▸ **Stated exercise**: Copy out the records below, switching "black t-shirt" to "white hoodie" and leaving everything else unchanged.
════════════════
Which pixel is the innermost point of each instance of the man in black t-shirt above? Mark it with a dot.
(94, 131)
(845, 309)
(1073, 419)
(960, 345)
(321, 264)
════════════════
▸ **Result of the task**:
Which pixel is the innermost point of each instance of the man in white hoodie above? Mark it with a dot.
(94, 131)
(845, 309)
(1073, 419)
(960, 345)
(321, 264)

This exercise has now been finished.